§ Source extract
--- Begin ---
Moreover, sets A and B of FIG. 5 illustrate that only a portion of
an overall image might be transposed at a time. Correspondingly,
only a portion of the data in memory may need to be prefetched at a
time. For example, if the blocks comprising set A were to be
transposed, none of the blocks of set B would be needed. However,
using row-major order to access the data of set A would require
accessing data all the way to the end of a memory row that includes
data for set B, before wrapping back around to the next memory row
of data for set A. The length of an entire image is generally
referred to as its pitch. For example, the pitch across both sets A
and B is 1024 bytes. The length of a desired portion of an image is
generally referred to as its width. For example, set A has a width
of 512 bytes. Note that the byte values above are much smaller than
those suggested by FIG. 3, where the pitch and width both equal
16,384 bytes (i.e., 4096 bytes per prefetch block times 4 blocks
per row).
[0067] The prior art DMA model discussed above enables a programmer
to transfer individual blocks of data from within a desired memory
region (e.g., within a single DRAM page) without tying up the CPU,
because the DMA model can transfer individual blocks in the order
requested by the image function being performed. However, the DMA
model requires the programmer to identify the detailed memory
locations to be transferred. Also, unless all the desired data
falls within a single DRAM page, multiple DRAM pages must be
accessed, which introduces inefficiencies. For example, the prior
art DMA model can transfer data for a single block of set A in FIG.
--- End ---
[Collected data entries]
--- Begin ---
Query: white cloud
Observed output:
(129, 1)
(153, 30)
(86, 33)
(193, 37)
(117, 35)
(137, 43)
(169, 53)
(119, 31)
--- End ---
§ Objectives
1: According to the memory prefetching passage, what is the pitch across both sets A and B?
2: Using the memory prefetching passage, explain why the prior art DMA model can transfer individual blocks of data without tying up the CPU.

§ Solutions per task
1: The pitch across both sets A and B is 1024 bytes.

2: The prior art DMA model can transfer individual blocks in the order requested by the image function being performed. That lets a programmer move blocks from within a desired memory region, such as a single DRAM page, without tying up the CPU.